Task brief:
Write out the full set of records below exactly.

Region pointing data
----

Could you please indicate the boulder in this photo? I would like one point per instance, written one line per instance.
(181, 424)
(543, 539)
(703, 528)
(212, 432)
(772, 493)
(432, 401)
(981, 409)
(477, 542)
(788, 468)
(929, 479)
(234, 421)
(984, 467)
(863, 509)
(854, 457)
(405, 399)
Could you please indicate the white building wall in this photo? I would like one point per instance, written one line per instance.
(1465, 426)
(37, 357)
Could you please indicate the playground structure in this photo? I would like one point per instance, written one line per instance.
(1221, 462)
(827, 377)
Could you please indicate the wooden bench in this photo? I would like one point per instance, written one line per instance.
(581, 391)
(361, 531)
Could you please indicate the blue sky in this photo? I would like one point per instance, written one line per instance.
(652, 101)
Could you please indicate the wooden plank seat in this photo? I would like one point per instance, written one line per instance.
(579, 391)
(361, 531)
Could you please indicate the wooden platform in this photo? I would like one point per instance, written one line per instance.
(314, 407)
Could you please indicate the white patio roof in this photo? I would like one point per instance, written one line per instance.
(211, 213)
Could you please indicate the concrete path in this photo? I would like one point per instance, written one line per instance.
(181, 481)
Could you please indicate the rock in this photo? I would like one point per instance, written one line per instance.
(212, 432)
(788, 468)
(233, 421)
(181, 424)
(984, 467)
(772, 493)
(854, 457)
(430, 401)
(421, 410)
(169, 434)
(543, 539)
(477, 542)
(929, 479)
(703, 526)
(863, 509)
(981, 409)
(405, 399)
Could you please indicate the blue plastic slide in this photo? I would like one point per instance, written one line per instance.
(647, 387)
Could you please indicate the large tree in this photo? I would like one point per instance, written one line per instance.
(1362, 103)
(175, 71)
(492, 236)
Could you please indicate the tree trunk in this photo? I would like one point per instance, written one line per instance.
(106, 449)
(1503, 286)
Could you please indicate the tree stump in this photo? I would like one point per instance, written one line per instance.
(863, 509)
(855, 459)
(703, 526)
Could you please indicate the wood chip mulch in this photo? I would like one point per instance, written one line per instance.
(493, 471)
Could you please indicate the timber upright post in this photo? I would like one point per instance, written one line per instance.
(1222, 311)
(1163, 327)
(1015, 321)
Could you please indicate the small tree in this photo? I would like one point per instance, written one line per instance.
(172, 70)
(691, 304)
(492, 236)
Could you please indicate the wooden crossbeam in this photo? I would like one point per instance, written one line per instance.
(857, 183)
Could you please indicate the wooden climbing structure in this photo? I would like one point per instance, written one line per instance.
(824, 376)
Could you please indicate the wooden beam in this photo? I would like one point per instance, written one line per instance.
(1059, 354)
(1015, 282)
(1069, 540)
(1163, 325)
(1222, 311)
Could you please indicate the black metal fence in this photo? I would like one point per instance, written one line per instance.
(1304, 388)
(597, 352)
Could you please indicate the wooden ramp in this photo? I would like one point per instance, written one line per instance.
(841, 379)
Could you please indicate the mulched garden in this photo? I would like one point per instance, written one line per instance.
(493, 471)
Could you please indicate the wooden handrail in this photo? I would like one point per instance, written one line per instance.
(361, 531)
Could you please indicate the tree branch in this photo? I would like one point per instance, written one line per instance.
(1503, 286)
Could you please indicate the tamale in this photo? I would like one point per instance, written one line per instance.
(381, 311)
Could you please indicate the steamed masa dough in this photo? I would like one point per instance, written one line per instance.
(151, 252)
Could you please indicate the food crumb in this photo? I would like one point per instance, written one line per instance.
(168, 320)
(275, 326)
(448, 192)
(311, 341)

----

Your solution:
Could you please indicate the boulder in this photo? I would like one point per instance, written one line per instance.
(181, 424)
(543, 539)
(703, 528)
(212, 432)
(772, 493)
(432, 401)
(981, 409)
(477, 542)
(788, 468)
(929, 479)
(234, 421)
(984, 467)
(863, 509)
(854, 457)
(405, 399)
Could you please indicate the white building wall in this photo? I would like one point per instance, written one line per instance.
(1465, 426)
(37, 357)
Could you please indicate the playground structure in this photo? I would like one point per instance, written one line per instance.
(1221, 462)
(827, 377)
Could you please indicate the wooden bench in this photo? I would like one point per instance, written one line per instance.
(581, 391)
(361, 531)
Could you please indicate the blue sky in this photo? I would like one point per instance, written one line per instance.
(652, 101)
Could you please indicate the wooden plank seat in this photo? I would like one point per instance, written one line per instance.
(579, 391)
(361, 531)
Could you please indicate the wooden platform in this photo? I would like one point per instance, written one line per instance.
(314, 407)
Could you please indicate the white patio roof in this photo? I would like one point per instance, written one line per instance.
(211, 213)
Could you please indicate the concrete path in this photo? I would like one point per instance, written one line per instance.
(181, 481)
Could you please indicate the rock in this photo? I would like one point per instance, written one line per instance.
(212, 432)
(788, 468)
(233, 421)
(181, 424)
(984, 467)
(772, 493)
(854, 457)
(430, 401)
(421, 410)
(169, 434)
(543, 539)
(477, 542)
(929, 479)
(703, 526)
(863, 509)
(981, 409)
(405, 399)
Could you please indicate the blue plastic slide in this photo? I would like one point per instance, written one line per instance.
(647, 387)
Could you please indicate the large tree in this photo? I would like one point per instance, written one line per instance.
(1362, 103)
(175, 71)
(492, 236)
Could you please indicate the tree trunk in this photo? I would like one point per instance, written one line per instance.
(106, 449)
(1503, 286)
Could you please indicate the tree stump in this photo? I would like one point per instance, written one line per instance.
(863, 509)
(855, 459)
(703, 526)
Could you please indicate the wood chip mulch in this photo? I would like one point per instance, written one line per instance.
(493, 471)
Could you please indicate the timber upright post in this photo? I would like one point per instance, written one line per instance.
(1222, 311)
(1163, 327)
(1015, 321)
Could you please indicate the small tree in this photo? I would like one point per instance, written one line per instance.
(172, 70)
(691, 304)
(492, 236)
Could you please indicate the wooden crossbeam in this photo? I would like one point per instance, written one line per instance.
(857, 183)
Could you please indicate the wooden climbing structure in this photo? I would like one point per instance, written one line per instance.
(824, 376)
Could you please indicate the wooden beam in this photo? I would like one point per instance, written one line per instance.
(1059, 354)
(1015, 282)
(1069, 540)
(1163, 325)
(1222, 311)
Could you please indicate the black metal fence in this photo? I would like one point per instance, written one line per instance.
(1304, 388)
(597, 352)
Could you please indicate the wooden ramp in this photo? I would like one point per instance, written one line per instance.
(841, 379)
Could you please indicate the mulched garden in this photo? I would like one point per instance, written one line per instance.
(493, 471)
Could you please indicate the wooden handrail in this photo? I would like one point per instance, written one line per instance.
(361, 531)
Could you please indicate the tree branch in this photo? I would like one point per instance, written one line per instance.
(1503, 286)
Could you please indicate the tamale in this photo? I would like one point per instance, written one line per instance.
(381, 311)
Could you please indicate the steamed masa dough in this photo? I would like one point per instance, written one line per instance.
(151, 252)
Could you please indicate the food crumb in this photo? I would like one point per instance, written one line per instance.
(168, 320)
(275, 326)
(448, 192)
(311, 341)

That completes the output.